— Begin DATA EXCERPTS —
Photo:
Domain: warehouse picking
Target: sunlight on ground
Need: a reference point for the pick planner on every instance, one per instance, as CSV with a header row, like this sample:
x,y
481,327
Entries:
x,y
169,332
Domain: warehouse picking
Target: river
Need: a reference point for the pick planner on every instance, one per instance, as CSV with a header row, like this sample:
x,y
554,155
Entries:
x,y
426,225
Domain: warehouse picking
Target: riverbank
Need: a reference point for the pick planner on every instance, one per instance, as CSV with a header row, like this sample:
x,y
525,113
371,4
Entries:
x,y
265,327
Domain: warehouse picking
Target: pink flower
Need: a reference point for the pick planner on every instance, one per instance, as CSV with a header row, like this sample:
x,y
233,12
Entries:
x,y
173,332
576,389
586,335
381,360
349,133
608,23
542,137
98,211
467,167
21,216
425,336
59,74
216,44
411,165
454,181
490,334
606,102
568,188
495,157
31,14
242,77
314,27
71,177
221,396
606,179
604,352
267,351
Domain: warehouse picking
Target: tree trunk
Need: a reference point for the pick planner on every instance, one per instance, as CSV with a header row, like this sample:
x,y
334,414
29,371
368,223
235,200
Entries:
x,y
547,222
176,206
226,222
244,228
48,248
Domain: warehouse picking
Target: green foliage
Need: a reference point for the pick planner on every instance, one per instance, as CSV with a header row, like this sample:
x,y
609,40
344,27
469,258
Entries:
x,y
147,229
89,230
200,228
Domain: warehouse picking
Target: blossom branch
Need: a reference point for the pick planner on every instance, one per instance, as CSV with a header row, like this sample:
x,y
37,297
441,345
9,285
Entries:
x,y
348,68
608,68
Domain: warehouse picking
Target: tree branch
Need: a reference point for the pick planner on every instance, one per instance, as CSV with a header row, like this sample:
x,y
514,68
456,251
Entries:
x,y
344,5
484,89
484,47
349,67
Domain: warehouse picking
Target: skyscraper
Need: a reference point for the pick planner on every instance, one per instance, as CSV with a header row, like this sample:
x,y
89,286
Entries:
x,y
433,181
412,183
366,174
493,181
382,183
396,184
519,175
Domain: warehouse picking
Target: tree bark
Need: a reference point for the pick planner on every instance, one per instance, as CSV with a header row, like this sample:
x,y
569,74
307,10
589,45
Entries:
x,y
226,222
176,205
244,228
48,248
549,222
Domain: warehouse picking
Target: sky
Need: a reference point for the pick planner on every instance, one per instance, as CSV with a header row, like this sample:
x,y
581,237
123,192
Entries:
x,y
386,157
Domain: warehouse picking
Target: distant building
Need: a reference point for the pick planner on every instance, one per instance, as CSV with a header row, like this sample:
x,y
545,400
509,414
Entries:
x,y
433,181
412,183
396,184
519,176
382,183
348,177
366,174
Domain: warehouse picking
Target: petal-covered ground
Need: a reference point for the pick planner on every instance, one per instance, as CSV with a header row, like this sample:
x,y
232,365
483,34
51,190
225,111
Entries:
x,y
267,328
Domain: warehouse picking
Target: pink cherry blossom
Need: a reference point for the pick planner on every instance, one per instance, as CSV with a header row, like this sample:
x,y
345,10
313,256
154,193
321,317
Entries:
— End DATA EXCERPTS —
## [WHAT IS ASKED]
Nothing should be left out: return all of the records exactly.

## [EXPECTED ANSWER]
Photo:
Domain: warehouse picking
Target: sunlight on ground
Need: a reference point for the pick planner on every instance, one per instance, as CSV with a header row, like this sample:
x,y
481,327
Entries:
x,y
169,332
Domain: warehouse picking
Target: river
Need: a reference point for the pick planner on every instance, one per instance, as CSV with a header row, like this sample:
x,y
554,155
Entries:
x,y
426,225
Domain: warehouse picking
Target: riverbank
Need: a reference point for the pick planner on every instance, one per instance, as CSV with a header row, like this sample:
x,y
525,113
371,4
Entries:
x,y
265,327
Domain: warehouse picking
Target: pink flower
Need: a reference point for the pick planner on every instance, one per instance, as CSV with a header row, like this sample:
x,y
233,12
Entries:
x,y
173,332
576,389
586,335
381,360
349,133
608,23
542,137
98,211
467,167
21,216
425,336
59,74
216,44
411,165
454,181
490,334
606,102
568,188
495,157
31,14
242,77
314,27
71,177
221,396
606,179
604,352
267,351
Domain: warehouse picking
Target: tree trunk
Need: a reference point for the pick planner on every instance, one per instance, as CSV with a header row, like this sample:
x,y
334,414
29,371
368,223
235,200
Entries:
x,y
547,222
176,206
226,222
244,228
48,248
Domain: warehouse picking
Target: green foliage
Need: a reference point for the pick planner on every instance, one per instance, as CSV with a header row, like this sample:
x,y
609,40
344,27
469,258
Entries:
x,y
147,229
89,230
200,228
Domain: warehouse picking
Target: blossom branch
Need: a reference point for the pick planner on every instance, one per instance, as CSV with a header row, like this sample:
x,y
37,297
441,345
9,285
Entries:
x,y
348,68
608,68
Domain: warehouse picking
Target: tree branch
Need: a reference point for the pick planner on every instance, one per instance, as CSV with a header row, like this sample:
x,y
514,68
456,251
Entries:
x,y
344,5
484,89
484,47
349,67
Domain: warehouse picking
Target: skyscraper
Need: a reference point for the pick planner on every instance, one per instance, as CSV with a header row, like this sample:
x,y
89,286
Entries:
x,y
433,181
412,183
366,174
493,181
382,183
396,184
519,175
Domain: warehouse picking
Target: tree bark
Need: a reference point for the pick planner on every instance, one per instance, as CSV with a header row, like this sample:
x,y
569,74
307,10
589,45
Entries:
x,y
226,222
176,205
244,228
48,248
549,222
Domain: warehouse picking
Target: sky
Need: a reference point for the pick planner on every instance, one per instance, as CSV with a header row, like this sample:
x,y
581,237
123,192
Entries:
x,y
386,157
Domain: warehouse picking
Target: distant building
Need: a reference point for the pick planner on every instance, one per instance, as CSV with a header row, like this sample:
x,y
545,400
509,414
Entries:
x,y
433,181
412,183
396,184
519,176
382,183
348,177
366,174
Domain: warehouse picking
Target: petal-covered ground
Need: a reference point for the pick planner on every instance, one per instance, as CSV with a header row, like this sample:
x,y
232,365
483,34
51,190
225,111
Entries:
x,y
267,328
Domain: warehouse picking
Target: pink cherry blossom
Need: a reference point for the pick planner on every instance, one per instance, as CSV with a header row, like this sample:
x,y
345,10
313,256
154,193
321,317
Entries:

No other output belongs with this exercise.